[Referring expression pointing data]
--- START ---
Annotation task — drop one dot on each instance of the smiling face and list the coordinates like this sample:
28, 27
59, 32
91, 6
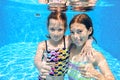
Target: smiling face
56, 29
79, 33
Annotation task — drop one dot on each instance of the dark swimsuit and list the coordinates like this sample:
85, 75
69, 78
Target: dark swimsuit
61, 58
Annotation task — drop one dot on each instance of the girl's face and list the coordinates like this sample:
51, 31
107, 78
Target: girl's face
56, 29
79, 34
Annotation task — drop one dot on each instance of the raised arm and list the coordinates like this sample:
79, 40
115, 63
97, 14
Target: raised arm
104, 68
42, 66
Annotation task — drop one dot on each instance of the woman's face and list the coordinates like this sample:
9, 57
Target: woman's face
56, 29
79, 34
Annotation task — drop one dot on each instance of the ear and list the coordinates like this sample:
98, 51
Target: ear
90, 30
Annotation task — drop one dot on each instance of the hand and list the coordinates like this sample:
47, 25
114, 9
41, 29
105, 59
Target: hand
45, 69
87, 70
87, 49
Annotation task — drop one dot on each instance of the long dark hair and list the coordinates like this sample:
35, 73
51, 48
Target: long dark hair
58, 16
84, 19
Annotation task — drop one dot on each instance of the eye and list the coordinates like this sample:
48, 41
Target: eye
79, 31
72, 32
60, 29
52, 29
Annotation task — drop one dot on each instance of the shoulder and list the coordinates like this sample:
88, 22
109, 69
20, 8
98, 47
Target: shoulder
67, 40
41, 45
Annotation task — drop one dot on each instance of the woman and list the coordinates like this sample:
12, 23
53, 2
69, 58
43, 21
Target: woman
83, 66
53, 52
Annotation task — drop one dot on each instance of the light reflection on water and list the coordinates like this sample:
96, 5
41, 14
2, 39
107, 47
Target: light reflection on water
17, 62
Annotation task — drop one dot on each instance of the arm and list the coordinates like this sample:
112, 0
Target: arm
98, 60
104, 68
39, 55
42, 66
43, 1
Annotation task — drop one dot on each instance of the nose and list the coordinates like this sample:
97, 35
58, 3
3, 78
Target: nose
76, 36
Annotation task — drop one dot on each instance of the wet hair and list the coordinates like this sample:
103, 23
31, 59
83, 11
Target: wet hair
57, 16
83, 19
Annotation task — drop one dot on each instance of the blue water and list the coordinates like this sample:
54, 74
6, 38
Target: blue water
23, 25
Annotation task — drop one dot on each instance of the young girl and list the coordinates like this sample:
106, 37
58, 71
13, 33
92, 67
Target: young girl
82, 66
55, 50
52, 55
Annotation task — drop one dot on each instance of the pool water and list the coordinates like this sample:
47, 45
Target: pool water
17, 62
23, 25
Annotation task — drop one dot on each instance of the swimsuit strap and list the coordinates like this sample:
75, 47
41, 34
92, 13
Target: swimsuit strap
64, 42
46, 45
70, 47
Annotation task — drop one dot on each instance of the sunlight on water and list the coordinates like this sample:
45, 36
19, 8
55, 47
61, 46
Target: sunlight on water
17, 62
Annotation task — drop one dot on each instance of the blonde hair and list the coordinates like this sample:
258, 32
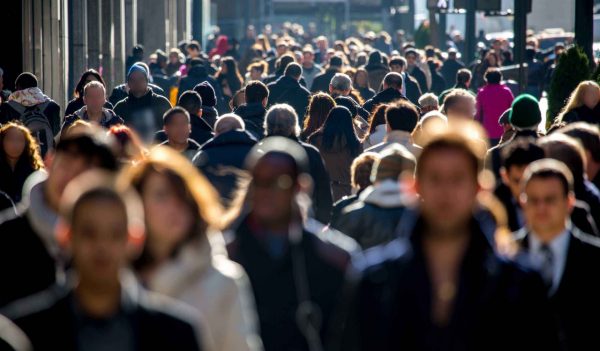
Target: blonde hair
576, 98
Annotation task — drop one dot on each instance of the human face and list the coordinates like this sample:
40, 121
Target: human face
448, 187
138, 83
64, 168
512, 179
94, 99
179, 128
274, 190
99, 241
14, 143
591, 96
546, 207
168, 218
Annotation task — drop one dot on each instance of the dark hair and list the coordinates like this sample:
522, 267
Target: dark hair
463, 76
520, 152
25, 80
318, 109
233, 77
338, 131
393, 80
402, 116
293, 70
587, 134
82, 81
207, 93
548, 169
493, 75
93, 146
170, 114
376, 118
194, 45
256, 91
191, 102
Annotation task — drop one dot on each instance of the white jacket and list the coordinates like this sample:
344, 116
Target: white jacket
219, 288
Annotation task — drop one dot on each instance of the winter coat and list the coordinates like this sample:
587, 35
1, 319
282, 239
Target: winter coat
77, 103
218, 288
108, 120
289, 91
28, 98
143, 114
337, 163
120, 92
492, 101
274, 279
221, 160
373, 219
253, 115
385, 96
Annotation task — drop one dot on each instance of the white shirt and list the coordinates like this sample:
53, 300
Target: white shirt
559, 247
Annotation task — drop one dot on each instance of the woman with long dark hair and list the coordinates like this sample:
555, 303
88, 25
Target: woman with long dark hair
77, 102
318, 109
377, 127
339, 145
229, 78
184, 254
19, 157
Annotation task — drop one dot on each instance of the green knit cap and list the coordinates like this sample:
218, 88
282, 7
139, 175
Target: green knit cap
525, 112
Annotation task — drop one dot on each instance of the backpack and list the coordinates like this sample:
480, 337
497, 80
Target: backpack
35, 120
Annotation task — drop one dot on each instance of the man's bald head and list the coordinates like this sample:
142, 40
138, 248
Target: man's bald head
229, 122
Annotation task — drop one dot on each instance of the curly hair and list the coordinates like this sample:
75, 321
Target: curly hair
31, 154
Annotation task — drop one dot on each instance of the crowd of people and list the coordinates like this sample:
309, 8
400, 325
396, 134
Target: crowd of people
277, 193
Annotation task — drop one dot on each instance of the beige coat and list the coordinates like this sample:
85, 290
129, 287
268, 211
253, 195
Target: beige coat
219, 288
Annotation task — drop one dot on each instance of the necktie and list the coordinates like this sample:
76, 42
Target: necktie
547, 265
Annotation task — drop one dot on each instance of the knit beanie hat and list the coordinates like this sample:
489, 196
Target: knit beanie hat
395, 159
525, 112
207, 93
137, 68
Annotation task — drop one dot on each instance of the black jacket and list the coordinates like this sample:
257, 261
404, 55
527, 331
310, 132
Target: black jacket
221, 160
50, 322
289, 91
373, 219
143, 114
120, 92
321, 81
498, 304
201, 131
325, 259
253, 115
77, 103
584, 114
384, 97
321, 197
575, 303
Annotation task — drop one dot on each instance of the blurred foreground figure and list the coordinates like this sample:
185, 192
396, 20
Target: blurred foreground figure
567, 258
102, 307
442, 287
296, 270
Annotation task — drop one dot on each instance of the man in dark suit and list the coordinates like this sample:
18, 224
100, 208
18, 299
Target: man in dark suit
568, 259
104, 308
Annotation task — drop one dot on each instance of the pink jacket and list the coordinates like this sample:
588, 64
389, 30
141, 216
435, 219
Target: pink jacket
492, 101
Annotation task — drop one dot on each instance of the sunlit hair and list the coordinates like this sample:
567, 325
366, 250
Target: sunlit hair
576, 98
130, 147
317, 112
31, 152
191, 187
377, 118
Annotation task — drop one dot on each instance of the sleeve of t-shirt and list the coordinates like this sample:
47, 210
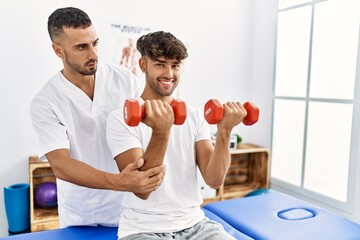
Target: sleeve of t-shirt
119, 136
51, 133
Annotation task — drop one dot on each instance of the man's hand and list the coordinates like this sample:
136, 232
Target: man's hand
234, 113
159, 115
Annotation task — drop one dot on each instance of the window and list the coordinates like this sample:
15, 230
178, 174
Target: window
314, 98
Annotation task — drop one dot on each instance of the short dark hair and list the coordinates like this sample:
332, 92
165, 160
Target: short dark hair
161, 44
66, 17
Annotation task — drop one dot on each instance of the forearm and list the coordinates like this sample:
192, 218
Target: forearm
219, 162
155, 152
79, 173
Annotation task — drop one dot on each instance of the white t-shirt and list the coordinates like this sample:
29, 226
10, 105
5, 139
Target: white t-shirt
175, 205
65, 117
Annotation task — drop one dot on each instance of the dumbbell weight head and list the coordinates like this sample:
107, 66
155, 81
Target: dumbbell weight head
213, 111
253, 113
179, 109
133, 112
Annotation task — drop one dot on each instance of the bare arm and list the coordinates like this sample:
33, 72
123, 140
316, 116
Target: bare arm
214, 161
160, 117
77, 172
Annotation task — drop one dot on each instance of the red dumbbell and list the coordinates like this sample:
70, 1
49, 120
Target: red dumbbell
214, 112
133, 112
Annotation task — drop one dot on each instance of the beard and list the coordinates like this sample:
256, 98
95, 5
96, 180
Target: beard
79, 69
158, 89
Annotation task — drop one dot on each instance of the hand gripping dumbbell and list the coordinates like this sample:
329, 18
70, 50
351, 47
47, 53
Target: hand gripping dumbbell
214, 112
133, 112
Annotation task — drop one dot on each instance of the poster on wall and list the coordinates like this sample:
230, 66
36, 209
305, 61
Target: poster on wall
119, 46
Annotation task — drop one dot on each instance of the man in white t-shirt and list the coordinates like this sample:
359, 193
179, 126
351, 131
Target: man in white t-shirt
69, 115
173, 210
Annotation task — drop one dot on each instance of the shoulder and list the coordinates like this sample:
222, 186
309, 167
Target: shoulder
47, 92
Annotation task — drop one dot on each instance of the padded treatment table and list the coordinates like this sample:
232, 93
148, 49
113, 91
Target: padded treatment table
228, 228
277, 216
70, 233
105, 233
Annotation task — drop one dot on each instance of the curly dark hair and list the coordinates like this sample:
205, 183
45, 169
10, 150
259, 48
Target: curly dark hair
161, 44
66, 17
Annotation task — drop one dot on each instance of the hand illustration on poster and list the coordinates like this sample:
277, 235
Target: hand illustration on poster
119, 46
130, 56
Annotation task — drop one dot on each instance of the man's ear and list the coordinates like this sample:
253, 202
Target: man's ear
142, 64
58, 50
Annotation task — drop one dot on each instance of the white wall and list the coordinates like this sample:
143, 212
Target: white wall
230, 55
26, 62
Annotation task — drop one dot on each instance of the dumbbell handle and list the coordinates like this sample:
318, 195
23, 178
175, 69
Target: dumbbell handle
214, 112
133, 112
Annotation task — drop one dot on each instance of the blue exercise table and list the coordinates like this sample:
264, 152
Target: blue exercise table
270, 216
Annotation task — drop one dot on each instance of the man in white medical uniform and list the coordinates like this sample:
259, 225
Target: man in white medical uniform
69, 115
173, 210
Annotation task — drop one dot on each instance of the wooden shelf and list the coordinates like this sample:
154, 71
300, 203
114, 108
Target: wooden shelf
40, 218
249, 171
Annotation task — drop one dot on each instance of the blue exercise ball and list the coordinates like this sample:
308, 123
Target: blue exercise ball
46, 195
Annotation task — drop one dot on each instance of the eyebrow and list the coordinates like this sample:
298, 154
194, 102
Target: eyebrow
162, 61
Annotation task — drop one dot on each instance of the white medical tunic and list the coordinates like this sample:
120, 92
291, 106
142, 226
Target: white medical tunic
175, 205
66, 118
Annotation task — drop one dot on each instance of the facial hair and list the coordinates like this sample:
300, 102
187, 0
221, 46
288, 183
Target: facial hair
77, 68
156, 88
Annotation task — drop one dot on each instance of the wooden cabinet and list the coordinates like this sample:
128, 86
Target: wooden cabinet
40, 218
249, 170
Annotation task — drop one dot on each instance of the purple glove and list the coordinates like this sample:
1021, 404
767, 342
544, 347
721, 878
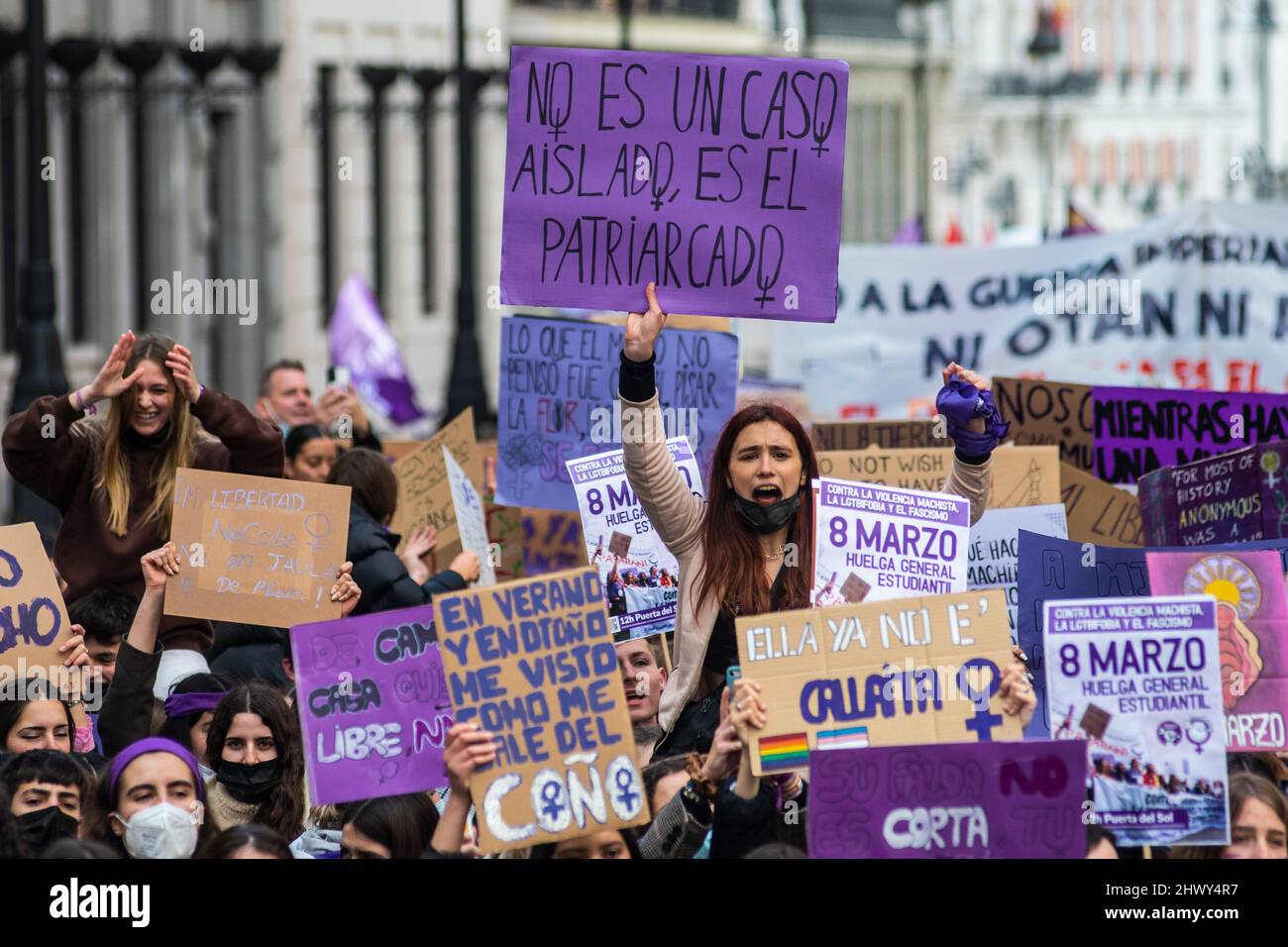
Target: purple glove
961, 402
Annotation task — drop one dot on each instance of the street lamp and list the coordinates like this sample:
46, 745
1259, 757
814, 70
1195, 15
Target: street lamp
40, 356
1042, 48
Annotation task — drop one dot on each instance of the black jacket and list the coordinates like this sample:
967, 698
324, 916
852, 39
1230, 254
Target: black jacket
381, 575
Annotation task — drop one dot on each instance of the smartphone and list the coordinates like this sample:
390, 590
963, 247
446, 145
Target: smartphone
732, 678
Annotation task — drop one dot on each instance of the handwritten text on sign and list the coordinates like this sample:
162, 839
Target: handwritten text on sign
987, 800
373, 705
717, 178
917, 671
33, 615
257, 549
533, 663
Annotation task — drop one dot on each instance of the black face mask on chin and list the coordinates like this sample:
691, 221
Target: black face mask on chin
250, 783
43, 827
767, 519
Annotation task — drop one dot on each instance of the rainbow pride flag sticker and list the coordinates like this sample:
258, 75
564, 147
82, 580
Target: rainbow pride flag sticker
789, 751
845, 738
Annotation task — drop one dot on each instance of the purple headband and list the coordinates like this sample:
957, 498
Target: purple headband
184, 703
155, 745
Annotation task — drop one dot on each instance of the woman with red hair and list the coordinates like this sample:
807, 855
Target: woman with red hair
759, 513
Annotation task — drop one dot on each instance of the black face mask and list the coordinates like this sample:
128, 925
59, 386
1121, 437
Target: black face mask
767, 519
46, 826
249, 783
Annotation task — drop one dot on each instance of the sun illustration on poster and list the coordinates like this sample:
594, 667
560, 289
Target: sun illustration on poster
1237, 595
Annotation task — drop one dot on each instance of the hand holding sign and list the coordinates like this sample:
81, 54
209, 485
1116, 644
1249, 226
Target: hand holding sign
643, 328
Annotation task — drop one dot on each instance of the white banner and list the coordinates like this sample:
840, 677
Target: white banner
1197, 299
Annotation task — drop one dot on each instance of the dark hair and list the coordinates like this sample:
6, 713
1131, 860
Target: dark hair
1096, 834
299, 437
78, 848
294, 365
629, 836
404, 825
47, 766
97, 826
655, 772
369, 475
1243, 789
106, 613
283, 808
252, 835
179, 728
733, 570
34, 689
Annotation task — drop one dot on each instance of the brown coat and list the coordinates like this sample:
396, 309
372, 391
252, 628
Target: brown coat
678, 514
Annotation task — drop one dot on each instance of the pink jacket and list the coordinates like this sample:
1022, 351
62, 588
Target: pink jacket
677, 514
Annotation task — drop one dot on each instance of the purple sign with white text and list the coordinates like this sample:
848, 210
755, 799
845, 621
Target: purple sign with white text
715, 176
373, 703
949, 800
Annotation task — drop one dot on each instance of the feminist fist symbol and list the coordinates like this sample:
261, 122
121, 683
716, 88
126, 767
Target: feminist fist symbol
552, 806
626, 795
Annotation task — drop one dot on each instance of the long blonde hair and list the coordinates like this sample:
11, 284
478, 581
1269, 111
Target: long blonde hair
179, 449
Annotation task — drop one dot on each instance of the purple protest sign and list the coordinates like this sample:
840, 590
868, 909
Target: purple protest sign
949, 800
360, 339
717, 178
558, 401
1141, 429
374, 705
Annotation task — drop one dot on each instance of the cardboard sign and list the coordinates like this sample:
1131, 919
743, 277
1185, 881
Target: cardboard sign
33, 615
257, 549
559, 401
1142, 429
993, 556
471, 523
533, 663
1150, 671
1021, 475
719, 178
917, 671
1054, 570
1252, 629
1047, 412
552, 541
373, 702
859, 436
1231, 497
640, 577
1098, 512
986, 800
901, 543
424, 493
--- END ---
> [What is required]: Could you return exactly the lines above from the line with "Target: nose" to the line with "of the swimsuit", both included, and nothing else?

> [Written reply]:
Target: nose
76, 36
Annotation task — drop one dot on each instance of the wet hair and list the coordinates like this sample:
103, 23
31, 59
83, 11
Target: wet hair
57, 16
83, 19
Annotation task — drop one dot on each instance of the blue water and list the coordinates like this sample:
54, 74
6, 38
Target: blue water
23, 25
Annotation task — drop one dot on each instance of the young girl and list the coordinates like this sample:
106, 37
58, 71
13, 33
92, 67
Target: young girl
82, 66
55, 50
52, 55
Annotation task — drop one dot on each instance of the pool water and list the coordinates like this sample:
47, 45
Target: pool water
17, 62
23, 25
Annotation task — drop one dot on each instance of the swimsuit strap and list the coordinates like this sample:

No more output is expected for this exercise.